__What you need to do__. An exact copy of all the lines below is required, with every image left out.

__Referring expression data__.
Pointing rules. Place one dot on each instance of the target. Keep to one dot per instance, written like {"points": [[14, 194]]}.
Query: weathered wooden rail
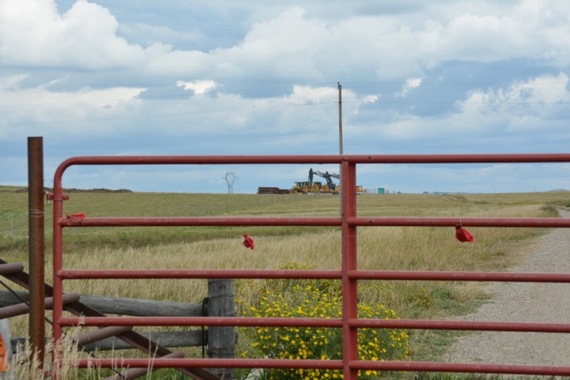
{"points": [[14, 303], [219, 339]]}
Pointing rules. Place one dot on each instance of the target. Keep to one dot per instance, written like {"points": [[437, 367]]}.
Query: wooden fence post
{"points": [[222, 339]]}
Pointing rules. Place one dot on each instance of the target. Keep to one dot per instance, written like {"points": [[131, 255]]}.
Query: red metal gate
{"points": [[349, 274]]}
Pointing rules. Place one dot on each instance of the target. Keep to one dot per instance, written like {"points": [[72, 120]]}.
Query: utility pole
{"points": [[339, 118]]}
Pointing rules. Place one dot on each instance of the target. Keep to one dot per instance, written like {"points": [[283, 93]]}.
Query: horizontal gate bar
{"points": [[200, 321], [461, 367], [328, 364], [76, 274], [460, 276], [424, 324], [318, 322], [212, 363], [315, 159], [308, 221]]}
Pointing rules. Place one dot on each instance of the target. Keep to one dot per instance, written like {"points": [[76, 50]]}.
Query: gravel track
{"points": [[525, 302]]}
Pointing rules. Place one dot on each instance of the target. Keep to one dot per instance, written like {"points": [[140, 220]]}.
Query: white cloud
{"points": [[410, 85], [199, 87], [538, 96]]}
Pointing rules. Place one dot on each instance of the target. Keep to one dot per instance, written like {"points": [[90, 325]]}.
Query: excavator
{"points": [[312, 186]]}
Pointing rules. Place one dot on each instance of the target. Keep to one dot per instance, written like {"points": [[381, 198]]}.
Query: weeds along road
{"points": [[525, 302]]}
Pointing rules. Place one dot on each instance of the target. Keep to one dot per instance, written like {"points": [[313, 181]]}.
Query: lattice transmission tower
{"points": [[230, 180]]}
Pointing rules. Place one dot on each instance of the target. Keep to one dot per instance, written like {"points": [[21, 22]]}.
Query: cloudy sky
{"points": [[143, 77]]}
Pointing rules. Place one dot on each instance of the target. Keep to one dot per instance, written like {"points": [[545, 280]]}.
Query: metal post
{"points": [[36, 246], [221, 339], [349, 263], [339, 118]]}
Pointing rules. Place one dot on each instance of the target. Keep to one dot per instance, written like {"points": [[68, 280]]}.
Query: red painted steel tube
{"points": [[76, 274], [461, 367], [349, 274], [315, 159], [212, 363], [460, 276], [200, 321], [470, 222], [314, 221], [197, 221], [349, 263], [423, 324], [353, 323]]}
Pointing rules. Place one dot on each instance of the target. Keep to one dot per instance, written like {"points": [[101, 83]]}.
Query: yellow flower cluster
{"points": [[317, 299]]}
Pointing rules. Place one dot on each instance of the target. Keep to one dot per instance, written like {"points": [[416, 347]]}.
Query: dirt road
{"points": [[525, 302]]}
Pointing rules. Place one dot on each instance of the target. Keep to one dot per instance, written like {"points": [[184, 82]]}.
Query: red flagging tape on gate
{"points": [[349, 274]]}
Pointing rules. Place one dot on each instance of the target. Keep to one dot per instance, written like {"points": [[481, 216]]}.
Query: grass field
{"points": [[419, 248]]}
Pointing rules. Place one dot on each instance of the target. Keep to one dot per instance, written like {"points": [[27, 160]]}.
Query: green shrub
{"points": [[316, 299]]}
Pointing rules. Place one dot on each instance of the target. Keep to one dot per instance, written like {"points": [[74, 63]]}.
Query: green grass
{"points": [[402, 248]]}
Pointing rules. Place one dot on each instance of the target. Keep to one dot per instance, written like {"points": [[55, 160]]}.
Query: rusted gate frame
{"points": [[349, 274]]}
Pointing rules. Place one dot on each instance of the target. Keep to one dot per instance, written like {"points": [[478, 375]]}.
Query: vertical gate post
{"points": [[36, 246], [349, 263], [221, 339]]}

__Task solution__.
Pointing rules. Place one dot on each instance of the target. Keep to one dot per instance, written like {"points": [[14, 194]]}.
Query: weathered wooden rail
{"points": [[14, 303], [219, 339]]}
Pointing rules. Place one dot on each instance of the target. Keep to one dot per instance, written like {"points": [[437, 367]]}.
Query: wooden fence post
{"points": [[222, 339]]}
Pointing rules. Place one dot on each instance of the target. Keep to one dot per instance, written like {"points": [[131, 255]]}.
Query: red metal gate
{"points": [[349, 274]]}
Pointing rules. Place one dot on each instance of the target. Keep to one dot per instance, written like {"points": [[72, 120]]}.
Query: utility pole
{"points": [[339, 118]]}
Pointing rules. Place one dot on each instance of the target. Keep to one dot per instance, written like {"points": [[283, 93]]}.
Query: horizontal gate bar
{"points": [[200, 321], [461, 367], [328, 364], [76, 274], [460, 276], [424, 324], [318, 322], [212, 363], [315, 159], [308, 221]]}
Pointing rules. Place one dot on each instance of the target. Keep to one dot per instance, written like {"points": [[76, 50]]}.
Query: gravel track
{"points": [[525, 302]]}
Pointing rules. Place one dot on each instance of the target. Keep to one dot per instance, written like {"points": [[140, 220]]}.
Query: white cloud
{"points": [[410, 85], [199, 87], [538, 96]]}
Pointing rules. Place one dot on each instance of the target. Keep to one dot per instance, written like {"points": [[90, 325]]}.
Query: excavator
{"points": [[312, 186]]}
Pointing rules. Place one dot on each instance of the target. Keep to one dot per instance, written like {"points": [[381, 198]]}.
Query: weeds along road
{"points": [[525, 302]]}
Pointing rules. Place one dot on each instance of the target. Keep to one dot per instance, written like {"points": [[313, 181]]}.
Query: lattice transmission tower
{"points": [[230, 180]]}
Pointing rules. Place one dot on each instance of the target. Keep to one dot per instance, written like {"points": [[21, 22]]}.
Query: cloudy sky
{"points": [[143, 77]]}
Pointing rules. Place one dot on each instance of the target. Keep to one dot per instance, written like {"points": [[545, 280]]}.
Query: metal post
{"points": [[36, 246], [221, 339], [349, 263], [339, 118]]}
Pointing rules. Place one dot on each instance of the target. Keep to one dot per instance, written like {"points": [[68, 280]]}.
Query: red painted steel tube
{"points": [[76, 274], [461, 367], [349, 274], [315, 159], [212, 363], [460, 276], [200, 321], [470, 222], [314, 221], [197, 221], [349, 263], [423, 324], [353, 323]]}
Pointing rules. Place one dot on each instance of the target. Keep to one dot per instance, written like {"points": [[101, 83]]}.
Query: yellow flower cluster
{"points": [[317, 299]]}
Pointing rules. Place one dot on each instance of the target. Keep to one dot per instance, written like {"points": [[416, 347]]}.
Query: dirt road
{"points": [[525, 302]]}
Pointing rules. Place one dot on each instance of the target. Keep to one dot per instance, written like {"points": [[184, 82]]}.
Query: red flagging tape on gate
{"points": [[349, 274]]}
Pointing rules. Place one dot on each instance of the target. Keep to one dot per instance, written like {"points": [[481, 216]]}.
Query: grass field
{"points": [[419, 248]]}
Pointing rules. Place one dot on each instance of the target. Keep to one dot per instance, written like {"points": [[27, 160]]}.
Query: green shrub
{"points": [[316, 299]]}
Pointing rules. Place one dot on each instance of the target. Keep to one dot per instance, written like {"points": [[74, 63]]}.
Query: green grass
{"points": [[402, 248]]}
Pointing rules. Place one dot on each instance of the target. Keep to one dot per instance, written like {"points": [[55, 160]]}.
Query: rusted gate frame
{"points": [[349, 274]]}
Pointing rules. Place one dot on each instance of the target. Keep to one dot per instance, written like {"points": [[478, 375]]}.
Query: vertical gate post
{"points": [[36, 246], [349, 263], [221, 339]]}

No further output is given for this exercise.